• What is required: Return the records in full, exactly as given.

(Data listing begins)

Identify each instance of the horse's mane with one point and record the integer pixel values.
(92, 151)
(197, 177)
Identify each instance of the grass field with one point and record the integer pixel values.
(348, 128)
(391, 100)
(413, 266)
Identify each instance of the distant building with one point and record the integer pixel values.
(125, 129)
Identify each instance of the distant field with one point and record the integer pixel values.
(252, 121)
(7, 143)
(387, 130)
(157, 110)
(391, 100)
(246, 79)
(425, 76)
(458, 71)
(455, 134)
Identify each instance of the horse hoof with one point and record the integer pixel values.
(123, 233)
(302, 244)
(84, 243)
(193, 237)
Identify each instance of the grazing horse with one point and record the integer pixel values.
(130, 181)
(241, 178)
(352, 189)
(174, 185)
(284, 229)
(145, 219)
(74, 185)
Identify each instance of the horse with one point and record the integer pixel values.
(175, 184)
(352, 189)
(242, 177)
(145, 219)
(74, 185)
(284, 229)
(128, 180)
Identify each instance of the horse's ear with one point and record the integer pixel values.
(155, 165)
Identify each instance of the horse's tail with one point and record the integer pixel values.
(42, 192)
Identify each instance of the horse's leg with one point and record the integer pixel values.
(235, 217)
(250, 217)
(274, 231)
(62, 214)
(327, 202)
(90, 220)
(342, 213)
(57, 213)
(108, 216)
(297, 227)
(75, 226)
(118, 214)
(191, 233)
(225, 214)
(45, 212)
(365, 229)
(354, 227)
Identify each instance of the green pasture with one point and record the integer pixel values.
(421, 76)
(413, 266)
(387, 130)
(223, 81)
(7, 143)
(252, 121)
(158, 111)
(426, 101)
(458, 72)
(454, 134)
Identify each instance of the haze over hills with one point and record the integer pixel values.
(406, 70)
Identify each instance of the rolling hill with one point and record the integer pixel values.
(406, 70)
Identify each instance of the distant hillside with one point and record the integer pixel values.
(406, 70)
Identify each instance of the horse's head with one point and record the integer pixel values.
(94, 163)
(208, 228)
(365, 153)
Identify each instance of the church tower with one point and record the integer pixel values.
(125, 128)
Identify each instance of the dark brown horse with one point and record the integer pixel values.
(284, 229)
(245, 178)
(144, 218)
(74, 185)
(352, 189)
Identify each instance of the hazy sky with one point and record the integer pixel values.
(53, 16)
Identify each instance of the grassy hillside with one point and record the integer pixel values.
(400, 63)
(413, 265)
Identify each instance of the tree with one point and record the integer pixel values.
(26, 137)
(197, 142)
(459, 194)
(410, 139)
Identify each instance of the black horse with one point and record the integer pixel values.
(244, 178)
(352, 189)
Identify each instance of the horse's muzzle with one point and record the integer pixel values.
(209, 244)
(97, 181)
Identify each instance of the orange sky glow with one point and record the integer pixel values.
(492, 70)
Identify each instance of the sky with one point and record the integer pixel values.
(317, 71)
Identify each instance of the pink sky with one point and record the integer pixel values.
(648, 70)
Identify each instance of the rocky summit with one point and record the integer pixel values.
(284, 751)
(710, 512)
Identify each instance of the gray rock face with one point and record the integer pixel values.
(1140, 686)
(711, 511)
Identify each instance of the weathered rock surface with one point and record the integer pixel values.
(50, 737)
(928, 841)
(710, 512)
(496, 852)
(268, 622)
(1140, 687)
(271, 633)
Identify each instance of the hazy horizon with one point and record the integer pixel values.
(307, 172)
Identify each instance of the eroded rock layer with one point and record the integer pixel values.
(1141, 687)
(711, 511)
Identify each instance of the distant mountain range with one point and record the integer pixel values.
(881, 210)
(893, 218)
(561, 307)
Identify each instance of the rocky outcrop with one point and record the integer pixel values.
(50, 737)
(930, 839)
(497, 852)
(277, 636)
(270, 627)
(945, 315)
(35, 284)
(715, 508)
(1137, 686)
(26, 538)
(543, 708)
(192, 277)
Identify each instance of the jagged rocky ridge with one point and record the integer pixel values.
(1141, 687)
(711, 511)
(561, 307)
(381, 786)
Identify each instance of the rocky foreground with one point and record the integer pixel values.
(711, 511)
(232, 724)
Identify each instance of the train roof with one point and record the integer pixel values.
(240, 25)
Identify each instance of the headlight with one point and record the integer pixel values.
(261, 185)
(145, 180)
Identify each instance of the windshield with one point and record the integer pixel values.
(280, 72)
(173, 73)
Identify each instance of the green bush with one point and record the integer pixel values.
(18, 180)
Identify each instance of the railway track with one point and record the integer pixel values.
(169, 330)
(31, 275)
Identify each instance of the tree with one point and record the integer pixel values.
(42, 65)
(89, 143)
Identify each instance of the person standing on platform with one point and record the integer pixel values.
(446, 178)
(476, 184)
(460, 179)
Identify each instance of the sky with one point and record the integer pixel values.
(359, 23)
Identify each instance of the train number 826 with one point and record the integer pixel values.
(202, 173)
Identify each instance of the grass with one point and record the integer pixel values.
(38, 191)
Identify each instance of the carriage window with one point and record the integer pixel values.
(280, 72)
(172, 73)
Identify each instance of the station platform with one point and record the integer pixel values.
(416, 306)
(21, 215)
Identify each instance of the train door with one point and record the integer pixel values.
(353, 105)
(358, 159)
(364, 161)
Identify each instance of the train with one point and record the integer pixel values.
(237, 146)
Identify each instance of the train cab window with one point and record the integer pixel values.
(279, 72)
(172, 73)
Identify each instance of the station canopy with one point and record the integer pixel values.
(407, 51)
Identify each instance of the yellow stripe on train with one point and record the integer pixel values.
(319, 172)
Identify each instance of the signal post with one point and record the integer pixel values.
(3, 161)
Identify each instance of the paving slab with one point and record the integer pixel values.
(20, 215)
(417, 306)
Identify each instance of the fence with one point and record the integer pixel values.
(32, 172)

(Data listing ends)

• Reply:
Identify each instance of the horse's mane with one point and record the integer pixel values.
(92, 151)
(197, 177)
Identify each instance of the grass field with one point and record the integer pixel values.
(348, 128)
(391, 100)
(413, 266)
Identify each instance of the distant building with one point and record the integer pixel values.
(125, 129)
Identify each instance of the distant field with one point and record the integer pixel values.
(252, 121)
(7, 143)
(387, 130)
(157, 110)
(391, 100)
(246, 79)
(425, 76)
(458, 71)
(455, 134)
Identify each instance of the horse hoof with one point and record the integer pixel values.
(123, 233)
(302, 244)
(84, 243)
(193, 237)
Identify each instance of the grazing horse with one point and record the integer pixel values.
(130, 181)
(241, 178)
(352, 189)
(174, 185)
(284, 229)
(145, 219)
(74, 185)
Identify each instance of the horse with one point and record the integer pixel values.
(175, 184)
(352, 189)
(242, 177)
(145, 219)
(74, 185)
(284, 229)
(128, 180)
Identify each instance of the horse's ear with one point and record the integer pixel values.
(155, 165)
Identify each instance of the horse's tail with one point and record the integer pixel values.
(42, 192)
Identify each instance of the horse's leg with one point and record the integer pixel values.
(235, 217)
(250, 217)
(274, 231)
(62, 214)
(327, 202)
(90, 220)
(342, 213)
(57, 213)
(108, 216)
(297, 227)
(75, 226)
(118, 214)
(191, 233)
(225, 214)
(45, 212)
(365, 229)
(354, 227)
Identify each instance of the green pasture with one point and record the integer pixel values.
(421, 76)
(413, 266)
(387, 130)
(223, 81)
(7, 143)
(252, 121)
(158, 111)
(426, 101)
(458, 72)
(454, 134)
Identify each instance of the haze over hills with one point and record the integer pixel values.
(406, 70)
Identify each instance of the rolling hill with one point and record the integer pixel values.
(406, 70)
Identify each instance of the distant hillside with one point and record the integer pixel values.
(406, 70)
Identify each instance of the horse's head with one point and record the integer pixel values.
(94, 163)
(208, 228)
(365, 153)
Identify each instance of the church tower with one point and record the integer pixel values.
(125, 128)
Identify each instance of the dark brown horse with one point and record the integer pixel values.
(284, 229)
(245, 178)
(144, 218)
(74, 185)
(352, 189)
Identify each instance of the hazy sky with one point and record the integer pixel values.
(53, 16)
Identify each instance of the grassy hillside with one point and record the integer pixel values.
(400, 63)
(413, 265)
Identify each instance of the tree with one point and record the integer pixel values.
(26, 137)
(197, 142)
(459, 194)
(410, 139)
Identify each instance of the black horse with one point and record the integer pixel values.
(244, 178)
(352, 189)
Identify each instance of the horse's muzzle with one point and record the integer pixel values.
(209, 244)
(97, 181)
Identify each instance of the orange sky glow with one point and record the integer pixel values.
(492, 70)
Identify each instance of the sky with one point and record the integer pixel values.
(317, 71)
Identify each instance of the pink sky with one point and record the integer pixel values.
(648, 70)
Identify each instance of the rocky summit with one point and record the integer pixel values.
(284, 751)
(710, 512)
Identify each instance of the gray rock face with one point and record the integer pixel values.
(1140, 686)
(711, 511)
Identify each instance of the weathered rock surface with one point and record the integer pixel values.
(50, 737)
(928, 841)
(710, 512)
(496, 852)
(268, 622)
(1140, 687)
(271, 633)
Identify each instance of the hazy horizon with one point and record the integer pixel values.
(307, 172)
Identify each instance of the eroded rock layer with one point and record the integer pixel values.
(1141, 687)
(711, 511)
Identify each instance of the distant mountain range with one point and record the integer pixel values.
(881, 210)
(893, 218)
(561, 307)
Identify each instance of the rocky outcrop with one point and record the integer pixel values.
(50, 737)
(930, 839)
(497, 852)
(277, 636)
(270, 627)
(945, 315)
(35, 284)
(715, 508)
(1137, 686)
(26, 538)
(543, 708)
(192, 277)
Identify each instance of the jagged rocky ridge with one point and record the integer pixel values.
(1141, 687)
(711, 511)
(561, 307)
(381, 786)
Identify each instance of the rocky foreground with one point and record the integer pixel values.
(711, 511)
(232, 724)
Identify each instance of the train roof with one point and record the integer pixel values.
(240, 25)
Identify each instance of the headlight with one point and record the integer pixel values.
(261, 185)
(145, 180)
Identify each instance of the windshield with one point and record the integer pixel values.
(280, 72)
(173, 73)
Identify each instance of the green bush with one point and record the integer pixel values.
(18, 180)
Identify each instance of the railway track with one point and record the integer pixel values.
(169, 330)
(31, 275)
Identify each instance of the tree with one point and record the integer pixel values.
(42, 65)
(89, 143)
Identify each instance of the person standing on platform with one point and record the integer pixel values.
(446, 178)
(476, 184)
(460, 179)
Identify each instance of the sky with one point and record the integer pixel values.
(359, 23)
Identify each instance of the train number 826 with one point and record the integer pixel values.
(202, 173)
Identify each instance of the grass with one point and record the integer pixel values.
(38, 191)
Identify each instance of the carriage window with one point and record the integer pixel values.
(280, 72)
(172, 73)
Identify each instance of the station platform with one point and record the integer pixel values.
(416, 306)
(21, 215)
Identify each instance of the train door with one point and record the integer pixel values.
(353, 105)
(358, 159)
(364, 161)
Identify each instance of the train with one point and record the integer pixel values.
(237, 146)
Identify each instance of the train cab window with one point and record the integer pixel values.
(279, 72)
(172, 73)
Identify each instance of the station canopy with one point and record the integer pixel values.
(407, 51)
Identify each instance of the yellow stripe on train with one point and record the integer pixel values.
(319, 172)
Identify each instance of the signal post with one point and record the integer pixel values.
(3, 161)
Identify each instance of the paving slab with one point and record the integer pixel values.
(20, 215)
(417, 306)
Identify each instance of the fence with one point and record the integer pixel values.
(32, 172)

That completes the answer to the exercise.